Aim of the exercise:
Exactly as written, set down each line of the data below except its pictures.

[Opening Materials provided section]

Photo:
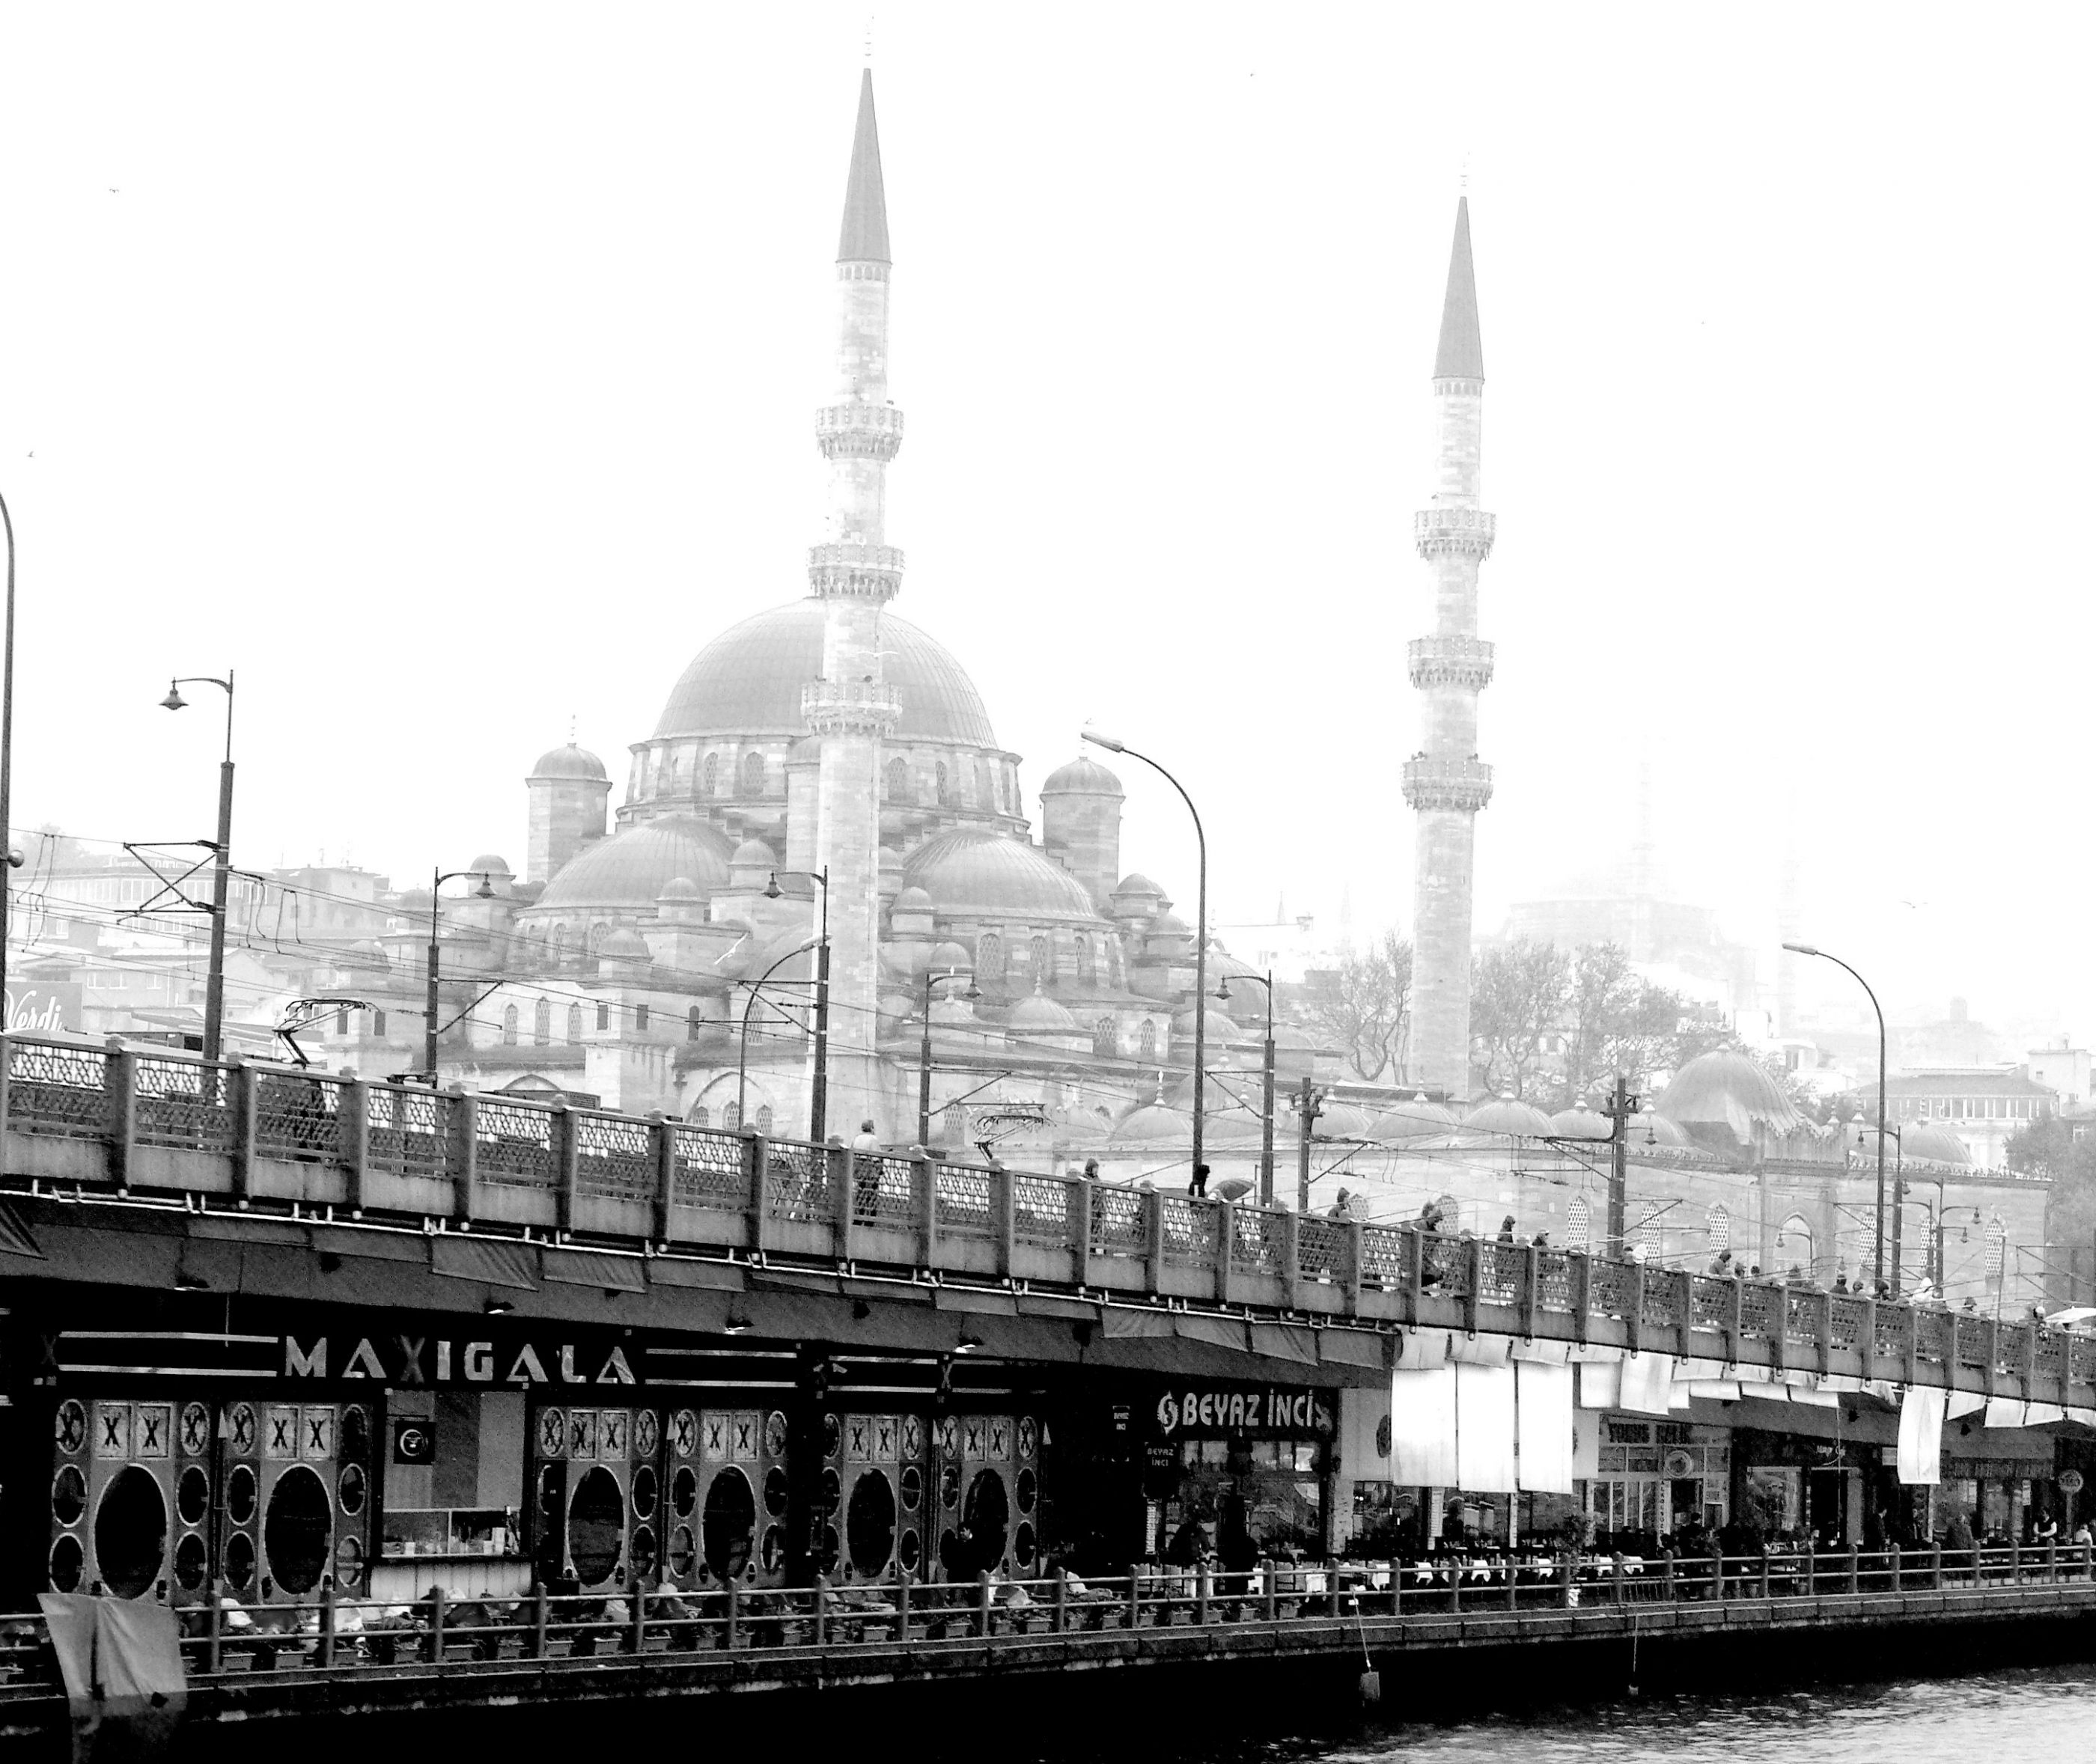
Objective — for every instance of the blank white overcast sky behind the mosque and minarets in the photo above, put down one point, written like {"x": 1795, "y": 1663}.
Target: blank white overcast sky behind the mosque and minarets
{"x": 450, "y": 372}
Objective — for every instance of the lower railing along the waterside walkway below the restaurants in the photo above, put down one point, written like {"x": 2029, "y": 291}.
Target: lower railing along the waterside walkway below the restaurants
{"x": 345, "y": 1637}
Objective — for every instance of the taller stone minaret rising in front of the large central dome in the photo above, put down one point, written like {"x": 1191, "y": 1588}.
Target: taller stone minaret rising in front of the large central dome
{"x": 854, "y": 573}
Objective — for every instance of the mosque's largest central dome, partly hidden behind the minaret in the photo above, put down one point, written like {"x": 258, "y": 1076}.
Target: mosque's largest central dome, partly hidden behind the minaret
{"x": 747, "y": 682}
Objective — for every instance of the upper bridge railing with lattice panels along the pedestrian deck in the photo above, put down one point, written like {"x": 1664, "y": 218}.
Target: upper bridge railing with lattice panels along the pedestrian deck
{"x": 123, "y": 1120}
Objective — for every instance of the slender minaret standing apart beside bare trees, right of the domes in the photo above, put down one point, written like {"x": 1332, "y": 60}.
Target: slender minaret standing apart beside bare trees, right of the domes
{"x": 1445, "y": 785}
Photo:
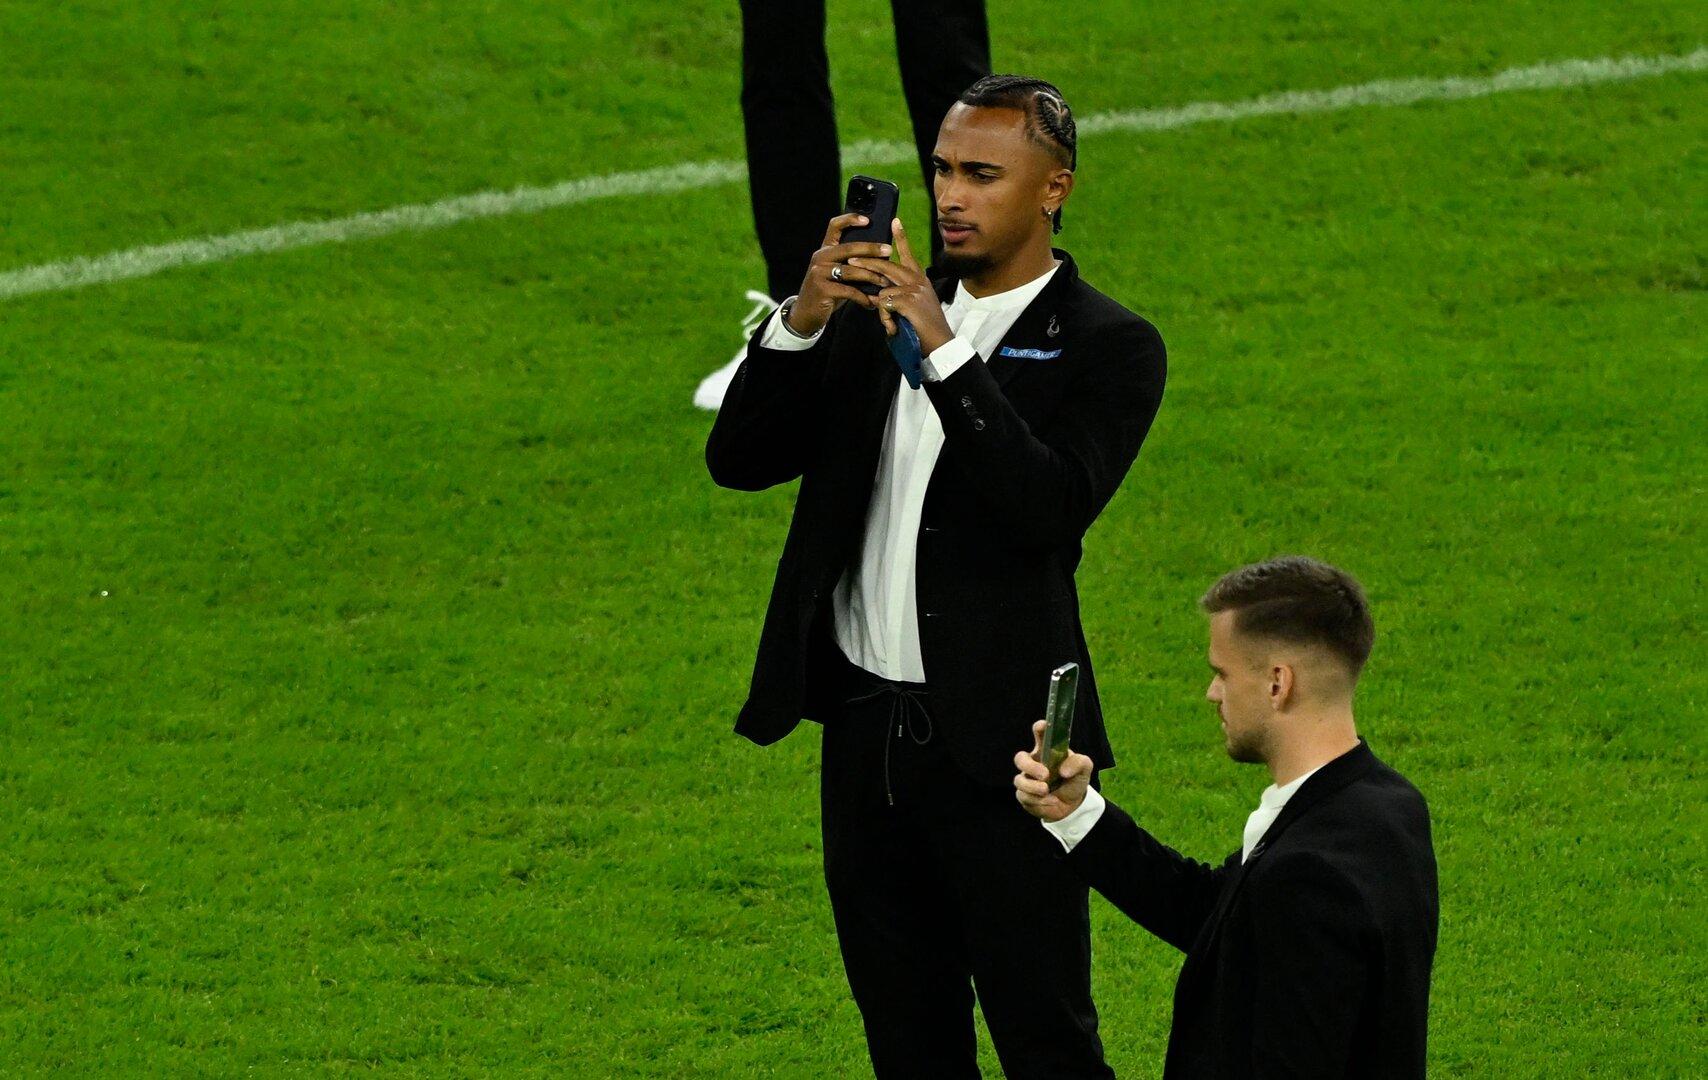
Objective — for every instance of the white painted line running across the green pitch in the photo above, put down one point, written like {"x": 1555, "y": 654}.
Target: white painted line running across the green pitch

[Closing Materials provided section]

Your response:
Photo:
Objective — for every instance of the blank white overcast sky behind the mosque and minarets in the photo above, put down one point, written like {"x": 1795, "y": 1663}.
Target: blank white overcast sky behind the mosque and minarets
{"x": 450, "y": 372}
Objective — for every instance of the lower railing along the waterside walkway below the restaurants in the photo above, put down one point, written like {"x": 2029, "y": 291}.
Target: lower railing along the waterside walkway below the restaurants
{"x": 345, "y": 1637}
Objective — for every instance of the taller stone minaret rising in front of the large central dome in the photo above, put down one point, written like {"x": 1191, "y": 1588}.
Target: taller stone minaret rising in front of the large central dome
{"x": 854, "y": 573}
Objective — for every instance of the mosque's largest central dome, partly hidden behind the minaret in the photo above, put down one point, written like {"x": 258, "y": 1076}.
Target: mosque's largest central dome, partly hidden behind the minaret
{"x": 747, "y": 682}
Objective — for every instance of the upper bridge railing with lattice panels along the pedestrian deck in the photo above, put down one point, written like {"x": 1664, "y": 218}.
Target: upper bridge railing with lattice panels along the pedestrian deck
{"x": 123, "y": 1120}
Objective — for every instance of the slender minaret standing apart beside bare trees, right of the domes in the photo above, put down one point, written like {"x": 1332, "y": 60}.
Target: slender minaret standing apart beside bare trees, right of the domes
{"x": 1445, "y": 785}
Photo:
Objective — for every instance of the white painted line running across the green pitch in the photo above, put down one point, written like {"x": 1555, "y": 654}.
Target: white painted line running across the green pitch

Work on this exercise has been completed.